» READING TEXT:
LONDON  - Saudi Aramco is the investment of choice for those who think the oil market is a glass half full. True, U.S. crude futures temporarily turned negative last month, and even after something of a recovery Brent still trades at just $30 a barrel. Even so, the Saudi Arabian oil giant’s first-quarter results suggest at least some players are well prepared.

Chief Executive Amin Nasser is caught in a storm, but he’s at least in a big boat. While Aramco’s earnings dropped by one-quarter year-on-year in the three months ending March 31, the company at least has more cash than debt. If he needed to, Nasser could borrow the entirety of this year’s intended $75 billion dividend and still keep net debt below 20% of total capital, well below UK rival BP’s 36%.

Of course, Aramco’s free cash flow in the second quarter will be a lot lower than the first quarter’s $15 billion, because of falling prices. So will production: the 9.8 million barrels of daily output will fall in June to 7.5 million, after Saudi said it would voluntarily cut more than its original share of a 9.7 million barrels daily reduction by the Organization of the Petroleum Exporting Countries.

The market, though, now looks less dire than it did. Recently, with daily supply outstripping coronavirus-hit demand by 20 million barrels, oil producers faced a seemingly impossible balancing act. The doomsday scenario was that the glut persisted, storage filled up, and producers were forced to shut down their output – potentially sending many out of business.

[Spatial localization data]

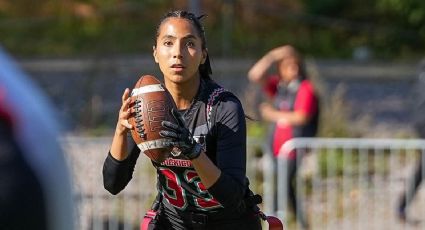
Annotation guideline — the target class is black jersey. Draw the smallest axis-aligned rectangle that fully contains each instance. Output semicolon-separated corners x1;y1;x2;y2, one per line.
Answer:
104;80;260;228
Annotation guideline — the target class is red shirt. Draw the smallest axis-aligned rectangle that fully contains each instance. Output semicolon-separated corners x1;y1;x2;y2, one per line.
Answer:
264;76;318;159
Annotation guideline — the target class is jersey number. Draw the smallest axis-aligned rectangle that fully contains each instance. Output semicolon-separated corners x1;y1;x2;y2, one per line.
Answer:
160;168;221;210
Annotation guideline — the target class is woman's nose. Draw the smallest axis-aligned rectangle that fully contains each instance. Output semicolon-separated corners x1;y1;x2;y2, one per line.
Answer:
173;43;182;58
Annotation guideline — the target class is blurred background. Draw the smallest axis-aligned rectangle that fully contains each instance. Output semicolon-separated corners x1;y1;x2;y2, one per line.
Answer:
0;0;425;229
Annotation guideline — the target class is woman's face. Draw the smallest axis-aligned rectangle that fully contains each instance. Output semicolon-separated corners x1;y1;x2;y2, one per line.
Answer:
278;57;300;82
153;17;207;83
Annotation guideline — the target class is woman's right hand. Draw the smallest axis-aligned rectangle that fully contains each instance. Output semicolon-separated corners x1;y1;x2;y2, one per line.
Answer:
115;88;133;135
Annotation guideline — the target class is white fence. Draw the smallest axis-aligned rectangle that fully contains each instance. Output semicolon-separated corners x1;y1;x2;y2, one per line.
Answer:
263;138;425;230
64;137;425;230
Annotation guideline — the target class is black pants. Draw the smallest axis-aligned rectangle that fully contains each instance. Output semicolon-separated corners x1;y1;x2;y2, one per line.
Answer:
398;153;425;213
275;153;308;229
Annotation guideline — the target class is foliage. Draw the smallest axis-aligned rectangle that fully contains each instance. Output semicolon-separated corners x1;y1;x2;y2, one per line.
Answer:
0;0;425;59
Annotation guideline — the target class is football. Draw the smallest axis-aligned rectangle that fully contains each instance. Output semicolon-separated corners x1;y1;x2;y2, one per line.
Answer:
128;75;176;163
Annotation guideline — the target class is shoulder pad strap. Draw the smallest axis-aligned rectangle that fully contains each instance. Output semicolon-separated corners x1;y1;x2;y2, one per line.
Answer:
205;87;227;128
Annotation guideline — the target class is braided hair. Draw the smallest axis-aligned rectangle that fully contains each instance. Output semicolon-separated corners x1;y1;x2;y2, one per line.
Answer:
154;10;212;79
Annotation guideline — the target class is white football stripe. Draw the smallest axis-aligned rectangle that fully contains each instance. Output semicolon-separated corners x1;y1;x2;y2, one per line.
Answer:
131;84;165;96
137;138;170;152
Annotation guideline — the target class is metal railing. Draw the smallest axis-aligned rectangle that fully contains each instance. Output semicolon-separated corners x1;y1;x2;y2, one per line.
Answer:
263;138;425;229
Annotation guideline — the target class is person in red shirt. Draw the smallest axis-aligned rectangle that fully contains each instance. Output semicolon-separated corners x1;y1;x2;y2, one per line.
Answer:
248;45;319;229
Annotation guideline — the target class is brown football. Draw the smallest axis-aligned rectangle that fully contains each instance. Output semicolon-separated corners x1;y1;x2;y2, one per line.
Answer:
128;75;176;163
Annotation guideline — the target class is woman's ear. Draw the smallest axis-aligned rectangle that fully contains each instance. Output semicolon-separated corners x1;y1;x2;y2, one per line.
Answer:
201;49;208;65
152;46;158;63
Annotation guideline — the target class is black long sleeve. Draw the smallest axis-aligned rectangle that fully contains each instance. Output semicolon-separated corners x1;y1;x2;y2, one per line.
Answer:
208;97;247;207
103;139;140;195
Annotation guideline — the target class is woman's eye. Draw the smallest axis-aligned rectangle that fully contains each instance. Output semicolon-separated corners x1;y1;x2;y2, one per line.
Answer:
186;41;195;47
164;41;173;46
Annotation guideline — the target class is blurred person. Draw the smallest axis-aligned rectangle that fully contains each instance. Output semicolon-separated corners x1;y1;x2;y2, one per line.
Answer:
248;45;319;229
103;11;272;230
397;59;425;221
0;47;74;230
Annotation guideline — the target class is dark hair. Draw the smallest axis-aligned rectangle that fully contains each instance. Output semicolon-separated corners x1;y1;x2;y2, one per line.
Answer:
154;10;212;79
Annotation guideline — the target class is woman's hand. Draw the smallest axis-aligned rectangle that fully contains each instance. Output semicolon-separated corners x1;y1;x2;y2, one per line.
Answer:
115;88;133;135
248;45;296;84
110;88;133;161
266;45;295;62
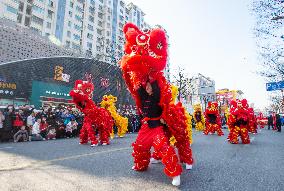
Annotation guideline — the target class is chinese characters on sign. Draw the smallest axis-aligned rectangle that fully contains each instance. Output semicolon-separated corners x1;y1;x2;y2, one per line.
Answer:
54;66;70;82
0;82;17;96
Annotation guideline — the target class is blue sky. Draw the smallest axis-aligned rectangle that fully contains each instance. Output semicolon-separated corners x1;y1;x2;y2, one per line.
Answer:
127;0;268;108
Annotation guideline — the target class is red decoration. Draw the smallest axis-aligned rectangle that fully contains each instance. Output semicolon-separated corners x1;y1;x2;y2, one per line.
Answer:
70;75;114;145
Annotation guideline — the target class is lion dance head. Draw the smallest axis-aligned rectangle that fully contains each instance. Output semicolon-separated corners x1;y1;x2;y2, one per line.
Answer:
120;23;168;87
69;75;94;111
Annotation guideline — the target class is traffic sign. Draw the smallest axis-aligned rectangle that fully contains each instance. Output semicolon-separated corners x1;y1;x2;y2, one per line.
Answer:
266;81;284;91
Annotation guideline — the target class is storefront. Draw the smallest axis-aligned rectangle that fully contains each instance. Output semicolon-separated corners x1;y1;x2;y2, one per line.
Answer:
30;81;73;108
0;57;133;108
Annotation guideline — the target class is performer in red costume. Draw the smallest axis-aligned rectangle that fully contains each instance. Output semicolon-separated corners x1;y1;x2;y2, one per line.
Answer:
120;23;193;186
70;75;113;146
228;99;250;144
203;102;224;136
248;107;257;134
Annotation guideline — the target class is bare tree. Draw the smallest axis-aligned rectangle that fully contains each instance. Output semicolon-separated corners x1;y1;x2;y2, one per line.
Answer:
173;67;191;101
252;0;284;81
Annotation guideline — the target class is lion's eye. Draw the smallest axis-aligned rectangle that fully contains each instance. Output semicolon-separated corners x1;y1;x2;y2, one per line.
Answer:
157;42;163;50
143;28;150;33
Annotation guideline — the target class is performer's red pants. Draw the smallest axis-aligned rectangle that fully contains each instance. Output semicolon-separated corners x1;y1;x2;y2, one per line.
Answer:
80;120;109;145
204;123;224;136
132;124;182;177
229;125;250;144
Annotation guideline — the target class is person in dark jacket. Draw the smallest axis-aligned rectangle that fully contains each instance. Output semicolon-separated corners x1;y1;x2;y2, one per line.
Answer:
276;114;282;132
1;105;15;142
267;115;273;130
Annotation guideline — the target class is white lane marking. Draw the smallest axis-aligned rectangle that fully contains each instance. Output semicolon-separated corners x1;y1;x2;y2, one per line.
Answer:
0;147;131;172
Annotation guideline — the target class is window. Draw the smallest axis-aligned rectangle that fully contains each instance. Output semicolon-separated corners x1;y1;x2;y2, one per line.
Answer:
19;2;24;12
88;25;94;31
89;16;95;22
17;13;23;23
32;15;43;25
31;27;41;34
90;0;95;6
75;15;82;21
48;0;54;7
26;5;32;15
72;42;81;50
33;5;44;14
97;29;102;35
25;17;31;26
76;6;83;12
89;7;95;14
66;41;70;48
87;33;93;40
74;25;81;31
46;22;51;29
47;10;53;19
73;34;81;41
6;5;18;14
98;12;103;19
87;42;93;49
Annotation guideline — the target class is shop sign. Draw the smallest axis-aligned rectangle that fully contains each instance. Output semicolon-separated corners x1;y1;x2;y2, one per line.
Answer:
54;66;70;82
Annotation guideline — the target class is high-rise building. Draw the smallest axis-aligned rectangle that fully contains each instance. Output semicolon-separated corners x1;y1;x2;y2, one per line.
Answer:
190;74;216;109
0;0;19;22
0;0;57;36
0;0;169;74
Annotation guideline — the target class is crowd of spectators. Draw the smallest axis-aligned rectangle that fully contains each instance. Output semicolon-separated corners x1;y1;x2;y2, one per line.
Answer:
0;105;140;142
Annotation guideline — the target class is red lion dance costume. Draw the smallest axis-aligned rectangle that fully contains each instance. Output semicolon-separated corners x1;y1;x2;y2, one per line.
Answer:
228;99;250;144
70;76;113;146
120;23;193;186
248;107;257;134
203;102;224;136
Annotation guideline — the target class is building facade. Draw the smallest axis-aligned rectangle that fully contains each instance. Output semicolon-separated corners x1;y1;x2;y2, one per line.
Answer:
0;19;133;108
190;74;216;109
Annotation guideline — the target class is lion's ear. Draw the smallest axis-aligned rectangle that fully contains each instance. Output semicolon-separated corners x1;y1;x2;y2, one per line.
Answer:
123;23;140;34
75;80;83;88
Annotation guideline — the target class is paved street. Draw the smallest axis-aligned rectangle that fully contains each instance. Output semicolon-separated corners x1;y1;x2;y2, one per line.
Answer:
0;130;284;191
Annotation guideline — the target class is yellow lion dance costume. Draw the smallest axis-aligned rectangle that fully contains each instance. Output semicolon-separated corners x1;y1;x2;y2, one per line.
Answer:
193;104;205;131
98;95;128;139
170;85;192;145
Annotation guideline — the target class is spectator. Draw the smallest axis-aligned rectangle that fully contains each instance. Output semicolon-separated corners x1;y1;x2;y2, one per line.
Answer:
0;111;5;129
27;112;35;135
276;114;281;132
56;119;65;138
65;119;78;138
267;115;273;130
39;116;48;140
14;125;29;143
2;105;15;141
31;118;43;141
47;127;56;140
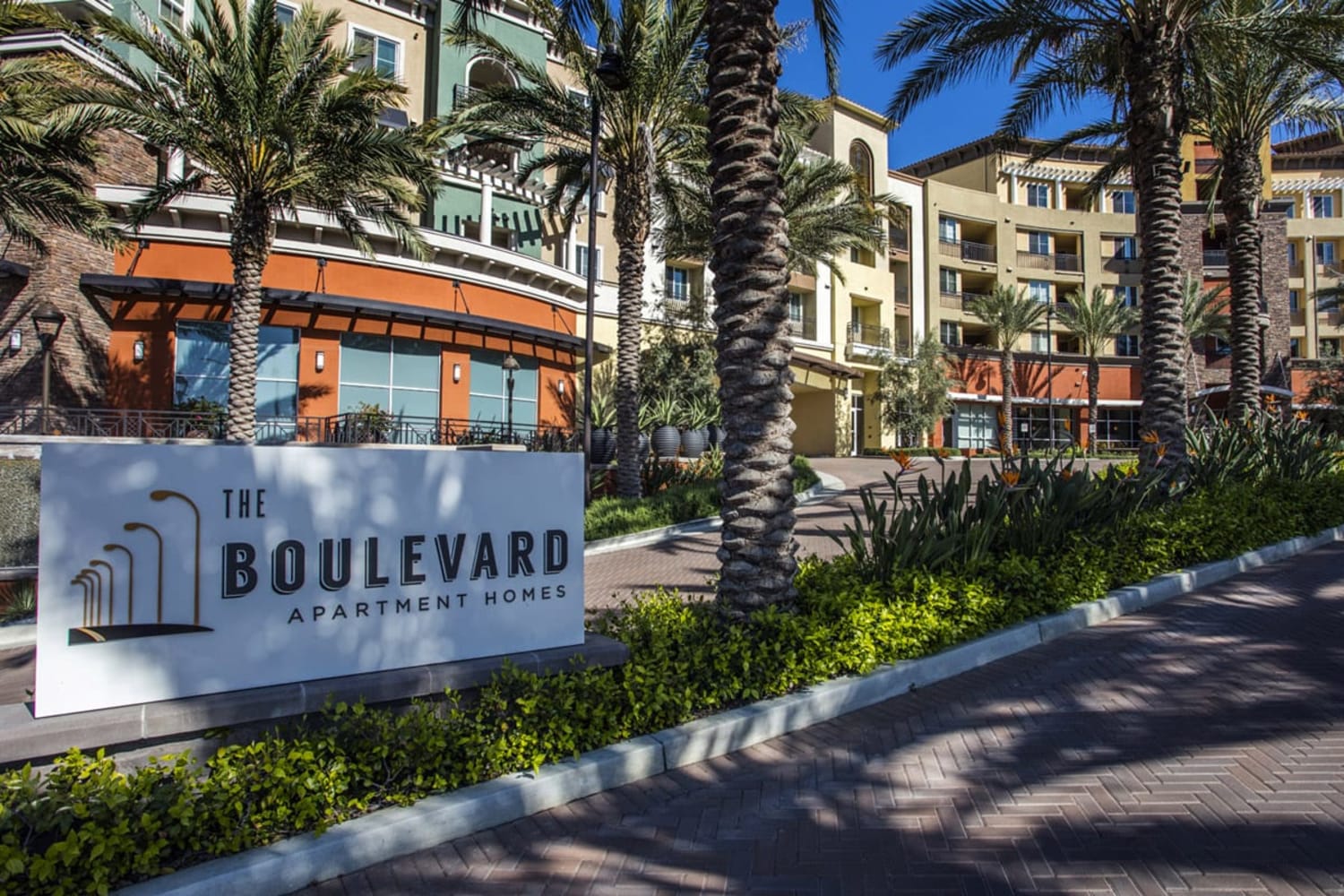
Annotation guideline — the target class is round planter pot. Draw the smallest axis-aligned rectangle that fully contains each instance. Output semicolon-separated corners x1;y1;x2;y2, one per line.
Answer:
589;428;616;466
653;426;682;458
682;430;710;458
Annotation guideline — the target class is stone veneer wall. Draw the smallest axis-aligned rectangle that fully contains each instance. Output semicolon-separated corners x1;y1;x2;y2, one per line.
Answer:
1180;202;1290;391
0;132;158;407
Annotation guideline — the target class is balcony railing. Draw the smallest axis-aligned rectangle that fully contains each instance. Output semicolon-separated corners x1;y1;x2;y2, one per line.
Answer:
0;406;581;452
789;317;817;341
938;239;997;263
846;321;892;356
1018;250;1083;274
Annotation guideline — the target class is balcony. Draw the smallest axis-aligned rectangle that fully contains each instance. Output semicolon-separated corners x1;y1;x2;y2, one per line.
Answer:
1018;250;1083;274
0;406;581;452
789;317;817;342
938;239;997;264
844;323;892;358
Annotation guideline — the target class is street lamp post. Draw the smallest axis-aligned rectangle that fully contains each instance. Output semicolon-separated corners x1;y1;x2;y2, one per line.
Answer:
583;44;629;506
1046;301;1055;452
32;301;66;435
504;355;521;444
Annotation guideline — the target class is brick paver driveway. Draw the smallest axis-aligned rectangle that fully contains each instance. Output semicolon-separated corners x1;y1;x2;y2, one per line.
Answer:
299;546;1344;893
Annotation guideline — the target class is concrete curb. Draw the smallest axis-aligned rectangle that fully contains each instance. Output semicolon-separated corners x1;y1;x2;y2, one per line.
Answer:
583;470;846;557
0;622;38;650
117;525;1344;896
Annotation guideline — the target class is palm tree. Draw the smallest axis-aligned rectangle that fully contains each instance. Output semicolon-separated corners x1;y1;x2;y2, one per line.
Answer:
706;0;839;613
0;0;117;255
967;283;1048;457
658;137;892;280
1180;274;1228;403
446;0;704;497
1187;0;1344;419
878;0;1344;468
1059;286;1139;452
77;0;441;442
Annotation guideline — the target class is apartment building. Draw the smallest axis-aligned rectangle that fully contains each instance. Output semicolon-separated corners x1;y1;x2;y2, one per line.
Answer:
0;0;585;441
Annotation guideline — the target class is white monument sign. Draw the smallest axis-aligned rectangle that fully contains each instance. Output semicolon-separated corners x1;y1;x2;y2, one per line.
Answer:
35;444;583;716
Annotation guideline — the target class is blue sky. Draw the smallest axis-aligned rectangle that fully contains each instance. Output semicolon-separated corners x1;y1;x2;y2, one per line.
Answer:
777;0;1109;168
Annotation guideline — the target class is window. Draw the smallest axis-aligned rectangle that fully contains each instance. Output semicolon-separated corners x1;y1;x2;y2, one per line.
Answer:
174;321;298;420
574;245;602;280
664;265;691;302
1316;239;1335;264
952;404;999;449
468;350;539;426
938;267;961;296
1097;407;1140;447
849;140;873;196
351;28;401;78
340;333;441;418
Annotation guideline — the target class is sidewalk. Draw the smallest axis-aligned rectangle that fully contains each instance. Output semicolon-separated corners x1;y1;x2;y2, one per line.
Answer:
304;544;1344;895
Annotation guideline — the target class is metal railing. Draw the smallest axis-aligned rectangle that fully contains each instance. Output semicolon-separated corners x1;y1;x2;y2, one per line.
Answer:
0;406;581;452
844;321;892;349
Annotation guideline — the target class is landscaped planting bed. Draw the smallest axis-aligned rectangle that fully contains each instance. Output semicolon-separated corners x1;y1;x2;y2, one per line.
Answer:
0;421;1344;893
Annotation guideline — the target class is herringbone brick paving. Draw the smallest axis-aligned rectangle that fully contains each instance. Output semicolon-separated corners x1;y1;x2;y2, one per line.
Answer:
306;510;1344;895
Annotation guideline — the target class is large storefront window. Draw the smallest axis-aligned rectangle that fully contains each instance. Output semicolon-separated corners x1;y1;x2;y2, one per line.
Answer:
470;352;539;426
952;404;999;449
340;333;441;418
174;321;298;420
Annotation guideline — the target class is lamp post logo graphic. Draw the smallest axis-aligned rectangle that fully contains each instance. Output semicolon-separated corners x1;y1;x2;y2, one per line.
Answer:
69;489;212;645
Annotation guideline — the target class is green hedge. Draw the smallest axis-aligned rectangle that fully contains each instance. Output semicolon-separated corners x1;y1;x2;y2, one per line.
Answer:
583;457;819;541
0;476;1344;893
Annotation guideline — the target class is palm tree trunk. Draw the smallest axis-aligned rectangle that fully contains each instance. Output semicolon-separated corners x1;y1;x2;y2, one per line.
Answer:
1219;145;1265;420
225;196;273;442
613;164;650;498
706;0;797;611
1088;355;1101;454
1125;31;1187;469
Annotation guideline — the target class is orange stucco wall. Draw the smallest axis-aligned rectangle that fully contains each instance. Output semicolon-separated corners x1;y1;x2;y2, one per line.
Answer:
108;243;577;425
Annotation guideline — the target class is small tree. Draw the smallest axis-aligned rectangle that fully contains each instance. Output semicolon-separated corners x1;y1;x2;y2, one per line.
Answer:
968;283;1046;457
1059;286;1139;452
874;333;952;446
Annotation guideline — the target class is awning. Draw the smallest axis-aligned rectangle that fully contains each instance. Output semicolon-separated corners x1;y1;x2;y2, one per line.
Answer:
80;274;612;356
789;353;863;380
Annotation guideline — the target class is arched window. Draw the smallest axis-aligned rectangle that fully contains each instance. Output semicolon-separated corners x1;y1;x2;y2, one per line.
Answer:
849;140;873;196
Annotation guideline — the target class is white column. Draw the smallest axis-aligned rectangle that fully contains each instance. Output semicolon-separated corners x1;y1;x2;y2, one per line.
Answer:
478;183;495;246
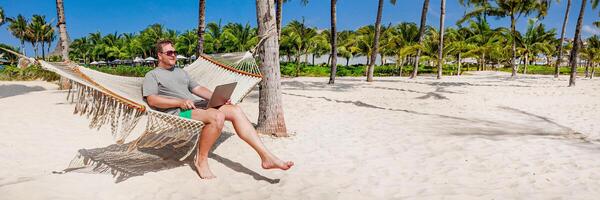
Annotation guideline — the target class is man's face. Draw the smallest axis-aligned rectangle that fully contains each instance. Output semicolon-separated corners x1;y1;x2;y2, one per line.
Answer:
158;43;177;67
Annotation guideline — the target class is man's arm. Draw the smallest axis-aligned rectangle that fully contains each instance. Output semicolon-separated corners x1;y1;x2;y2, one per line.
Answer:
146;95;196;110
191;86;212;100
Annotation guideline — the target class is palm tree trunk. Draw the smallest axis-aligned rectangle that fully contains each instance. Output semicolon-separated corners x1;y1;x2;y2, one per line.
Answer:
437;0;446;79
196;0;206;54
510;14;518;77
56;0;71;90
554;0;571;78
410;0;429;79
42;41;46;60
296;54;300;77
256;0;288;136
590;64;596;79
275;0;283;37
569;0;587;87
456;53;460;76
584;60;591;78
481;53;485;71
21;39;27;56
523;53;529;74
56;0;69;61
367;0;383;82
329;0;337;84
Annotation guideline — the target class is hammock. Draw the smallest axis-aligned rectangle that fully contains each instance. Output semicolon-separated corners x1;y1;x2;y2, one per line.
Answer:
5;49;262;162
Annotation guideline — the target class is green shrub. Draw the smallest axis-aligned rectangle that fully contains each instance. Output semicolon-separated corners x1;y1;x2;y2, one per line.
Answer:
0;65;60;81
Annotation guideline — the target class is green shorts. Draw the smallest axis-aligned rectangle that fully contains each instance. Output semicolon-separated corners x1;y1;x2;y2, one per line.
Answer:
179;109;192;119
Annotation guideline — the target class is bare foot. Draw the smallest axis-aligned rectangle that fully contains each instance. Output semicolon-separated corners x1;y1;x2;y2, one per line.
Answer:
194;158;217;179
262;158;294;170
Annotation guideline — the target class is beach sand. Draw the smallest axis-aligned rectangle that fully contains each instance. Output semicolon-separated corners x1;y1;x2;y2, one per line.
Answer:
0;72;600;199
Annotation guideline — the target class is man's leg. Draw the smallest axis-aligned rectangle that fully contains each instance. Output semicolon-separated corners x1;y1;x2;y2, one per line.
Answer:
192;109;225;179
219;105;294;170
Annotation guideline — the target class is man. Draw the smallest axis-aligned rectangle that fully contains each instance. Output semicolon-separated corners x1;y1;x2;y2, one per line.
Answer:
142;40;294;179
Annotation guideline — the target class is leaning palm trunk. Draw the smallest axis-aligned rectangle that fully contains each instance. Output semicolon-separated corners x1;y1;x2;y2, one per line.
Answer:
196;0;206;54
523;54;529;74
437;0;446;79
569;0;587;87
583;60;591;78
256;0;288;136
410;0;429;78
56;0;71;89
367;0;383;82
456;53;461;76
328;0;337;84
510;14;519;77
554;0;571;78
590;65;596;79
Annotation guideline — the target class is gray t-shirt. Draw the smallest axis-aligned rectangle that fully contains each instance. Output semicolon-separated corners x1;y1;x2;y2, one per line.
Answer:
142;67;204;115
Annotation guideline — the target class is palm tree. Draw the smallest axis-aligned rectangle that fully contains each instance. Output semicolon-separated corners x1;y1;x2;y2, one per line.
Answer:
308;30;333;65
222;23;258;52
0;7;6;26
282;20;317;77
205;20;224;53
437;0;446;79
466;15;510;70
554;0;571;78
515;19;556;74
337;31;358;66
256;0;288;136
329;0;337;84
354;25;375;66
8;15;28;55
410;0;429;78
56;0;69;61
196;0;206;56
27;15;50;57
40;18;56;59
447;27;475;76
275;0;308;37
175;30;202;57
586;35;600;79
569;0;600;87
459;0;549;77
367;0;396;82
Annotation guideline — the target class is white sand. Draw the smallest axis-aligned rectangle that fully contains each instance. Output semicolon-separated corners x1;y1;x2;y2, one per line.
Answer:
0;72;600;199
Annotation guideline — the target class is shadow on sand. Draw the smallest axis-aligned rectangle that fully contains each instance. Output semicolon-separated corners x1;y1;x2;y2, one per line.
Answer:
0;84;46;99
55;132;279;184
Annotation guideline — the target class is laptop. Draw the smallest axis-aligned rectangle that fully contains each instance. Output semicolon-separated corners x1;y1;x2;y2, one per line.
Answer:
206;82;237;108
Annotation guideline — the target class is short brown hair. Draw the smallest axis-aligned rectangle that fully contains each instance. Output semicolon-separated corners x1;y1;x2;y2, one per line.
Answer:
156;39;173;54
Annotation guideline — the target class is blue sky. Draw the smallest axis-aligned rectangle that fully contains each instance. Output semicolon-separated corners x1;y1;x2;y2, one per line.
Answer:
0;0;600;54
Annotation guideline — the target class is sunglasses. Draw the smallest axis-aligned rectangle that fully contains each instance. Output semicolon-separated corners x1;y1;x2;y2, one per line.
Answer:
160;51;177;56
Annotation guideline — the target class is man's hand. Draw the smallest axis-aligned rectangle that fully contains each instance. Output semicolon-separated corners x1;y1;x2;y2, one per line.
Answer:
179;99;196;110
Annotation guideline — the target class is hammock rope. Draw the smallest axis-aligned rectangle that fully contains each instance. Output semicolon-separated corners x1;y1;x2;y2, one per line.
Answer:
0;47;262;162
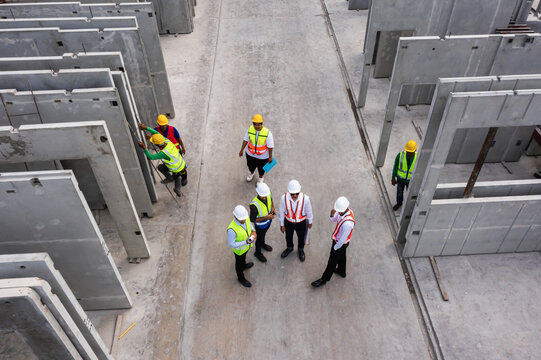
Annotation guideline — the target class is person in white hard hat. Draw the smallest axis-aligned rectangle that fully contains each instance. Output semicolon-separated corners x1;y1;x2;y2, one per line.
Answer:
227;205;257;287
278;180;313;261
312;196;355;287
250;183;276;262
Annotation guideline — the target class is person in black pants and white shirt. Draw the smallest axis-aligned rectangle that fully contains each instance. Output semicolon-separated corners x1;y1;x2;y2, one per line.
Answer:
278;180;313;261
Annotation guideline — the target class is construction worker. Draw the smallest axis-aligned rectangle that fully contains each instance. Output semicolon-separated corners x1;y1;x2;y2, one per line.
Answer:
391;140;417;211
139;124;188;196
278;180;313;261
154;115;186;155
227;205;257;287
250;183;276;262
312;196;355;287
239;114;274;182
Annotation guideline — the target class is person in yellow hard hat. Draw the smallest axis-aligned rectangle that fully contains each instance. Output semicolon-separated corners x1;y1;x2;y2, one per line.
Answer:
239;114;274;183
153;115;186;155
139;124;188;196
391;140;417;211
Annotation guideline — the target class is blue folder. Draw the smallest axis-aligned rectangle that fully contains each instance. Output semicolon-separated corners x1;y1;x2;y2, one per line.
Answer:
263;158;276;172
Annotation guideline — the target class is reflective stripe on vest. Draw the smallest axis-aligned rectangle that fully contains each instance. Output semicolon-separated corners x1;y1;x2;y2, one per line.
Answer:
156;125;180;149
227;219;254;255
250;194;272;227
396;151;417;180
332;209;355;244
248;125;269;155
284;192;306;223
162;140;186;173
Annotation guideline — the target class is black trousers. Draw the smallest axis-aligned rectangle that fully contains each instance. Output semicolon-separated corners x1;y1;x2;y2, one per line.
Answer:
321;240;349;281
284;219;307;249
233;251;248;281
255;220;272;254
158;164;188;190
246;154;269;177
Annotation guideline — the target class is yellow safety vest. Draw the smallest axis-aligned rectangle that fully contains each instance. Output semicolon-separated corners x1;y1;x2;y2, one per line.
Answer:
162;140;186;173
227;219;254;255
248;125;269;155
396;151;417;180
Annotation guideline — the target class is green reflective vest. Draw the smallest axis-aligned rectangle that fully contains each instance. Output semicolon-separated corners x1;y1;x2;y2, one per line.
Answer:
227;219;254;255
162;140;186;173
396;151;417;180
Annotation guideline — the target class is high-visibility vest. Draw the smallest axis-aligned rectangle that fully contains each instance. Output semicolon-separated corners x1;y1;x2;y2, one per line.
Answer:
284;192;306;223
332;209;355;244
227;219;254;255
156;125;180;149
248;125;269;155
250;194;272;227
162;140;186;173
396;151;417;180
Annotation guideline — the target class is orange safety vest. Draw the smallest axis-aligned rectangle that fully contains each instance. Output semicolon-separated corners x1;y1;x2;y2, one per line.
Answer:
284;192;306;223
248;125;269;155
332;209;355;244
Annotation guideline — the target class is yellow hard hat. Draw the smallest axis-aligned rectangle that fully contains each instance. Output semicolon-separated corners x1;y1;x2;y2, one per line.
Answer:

» TASKS:
[A] List every dollar amount given in the commentary on Saudi Aramco's first-quarter results, with what each refers to.
[B] Write the next few sentences of the commentary on Saudi Aramco's first-quarter results.

» ANSWERS BELOW:
[A]
- $30 a barrel: the price at which Brent still trades
- $75 billion: Aramco's intended dividend for this year
- $15 billion: Aramco's first-quarter free cash flow

[B]
Although Rystad Energy reckons there could be less than 600 million barrels of crude storage capacity left – only enough to swallow an imbalance on the current scale for 30 days – it also reckons Saudi’s latest 1 million barrel cut to daily output could stop oil overflowing. Meanwhile, recovering demand as economies emerge from lockdown could balance the market in the third quarter, researchers at the Oxford Institute for Energy Studies reckon.

Even if demand stays low, say because the Covid-19 pandemic doesn’t ease off, Aramco’s buffers will help it survive. And if oil prices bump along at their current level – too low for U.S. shale drillers to charge back in – it will pick up market share. That makes Aramco probably the best of a besieged bunch.

 

CONTEXT NEWS

- Saudi Aramco said on May 12 that earnings fell 25% year-on-year to 63.5 billion riyals ($16.9 billion) for the quarter ending March 31, below estimates by analysts who expected a profit of $17.5 billion, according to Refinitiv.

- Aramco said total dividends of $13.4 billion were paid for the fourth quarter of 2019 and that it would distribute a payout of $18.8 billion for the first quarter of this year, in line with a plan to pay an overall dividend of $75 billion for 2020.

- Aramco said free cash flow was $15 billion, compared to $17.4 billion in the first quarter of 2019. Its shares were up 1.3% at 31.30 riyals at 1103 GMT, still trading below its initial public offering price of 32 riyals in December.

- Saudi said on May 11 it would deepen daily output cuts by 1 million barrels in June. The new cuts will bring daily total Saudi production down by around 4.8 million barrels in June versus April. Daily output would then stand at 7.5 million barrels per day, the lowest in almost two decades.

- Brent crude was trading at $30.13 a barrel as of 1520 GMT on May 12, up 3.3%.